### Your objective
Transcribe every record that appears below, exactly and in full.
======
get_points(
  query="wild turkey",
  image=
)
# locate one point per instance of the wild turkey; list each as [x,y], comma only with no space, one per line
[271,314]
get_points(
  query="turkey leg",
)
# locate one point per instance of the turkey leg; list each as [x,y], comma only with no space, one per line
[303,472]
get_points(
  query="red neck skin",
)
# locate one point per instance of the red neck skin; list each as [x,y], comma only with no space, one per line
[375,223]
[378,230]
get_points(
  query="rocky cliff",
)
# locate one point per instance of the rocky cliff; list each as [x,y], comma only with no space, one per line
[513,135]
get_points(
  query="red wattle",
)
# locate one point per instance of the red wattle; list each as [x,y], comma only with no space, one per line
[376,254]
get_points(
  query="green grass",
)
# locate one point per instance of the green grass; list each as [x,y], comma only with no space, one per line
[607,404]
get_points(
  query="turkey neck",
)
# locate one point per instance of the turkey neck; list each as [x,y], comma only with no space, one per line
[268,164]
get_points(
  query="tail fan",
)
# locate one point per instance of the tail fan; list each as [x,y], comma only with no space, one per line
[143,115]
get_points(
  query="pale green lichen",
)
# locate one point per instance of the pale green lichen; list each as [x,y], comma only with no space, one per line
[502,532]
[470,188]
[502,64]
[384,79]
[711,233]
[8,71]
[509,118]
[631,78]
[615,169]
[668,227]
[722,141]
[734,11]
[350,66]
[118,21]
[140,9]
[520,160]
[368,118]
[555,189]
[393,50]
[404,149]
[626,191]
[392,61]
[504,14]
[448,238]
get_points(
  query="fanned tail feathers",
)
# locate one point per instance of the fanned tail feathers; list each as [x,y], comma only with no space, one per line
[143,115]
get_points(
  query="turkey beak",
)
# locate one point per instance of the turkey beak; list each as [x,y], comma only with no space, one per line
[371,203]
======
### Full output
get_points(
  query="wild turkey",
  image=
)
# locate one point per instance of the wild turkey; list each as [x,y], comma only with no space, one per line
[271,314]
get_points(
  query="turkey leg",
)
# locate one point per instance of the turkey leg; list each as [x,y], comma only with no space, one per line
[303,472]
get_points(
  query="red neck skin",
)
# locate one point per instance of the red neck skin; list each as [x,y], comma only with no space, one per line
[375,223]
[378,230]
get_points(
  query="rocky cliff",
)
# locate one point per instance of the rocky cliff; list each as [x,y], comma only with no space, one per line
[513,135]
get_points(
  query="red wattle",
)
# locate one point per instance of the red wattle; list each as [x,y], comma only with no space, one per line
[376,254]
get_points(
  query="green grass",
)
# locate one point per instance of the green grass; list each as [x,y], comma only with no space, one per line
[607,404]
get_points(
  query="turkey neck",
)
# locate one point per instance of the turkey neck; list each as [x,y], comma only with no space, one per line
[268,164]
get_points(
  query="tail fan",
)
# locate one point per instance of the tail fan; list each as [x,y], comma only with no space, one per line
[143,115]
get_points(
  query="pale green lichen",
)
# locate one point per instance of the pale green lichen; list each as [x,y], comma only with no space, one per line
[502,532]
[470,188]
[502,64]
[384,79]
[711,233]
[8,71]
[509,118]
[631,78]
[615,169]
[668,227]
[722,141]
[734,11]
[350,66]
[118,21]
[140,9]
[520,160]
[368,118]
[555,189]
[393,50]
[404,149]
[626,191]
[392,61]
[504,14]
[448,238]
get_points(
  query="fanned tail feathers",
)
# locate one point per instance of the fanned tail feathers; list each as [x,y], comma only with no space, one per line
[143,115]
get_points(
  query="turkey beak",
)
# locate one point per instance of the turkey beak; list each as [x,y], comma only with no space, one per line
[371,203]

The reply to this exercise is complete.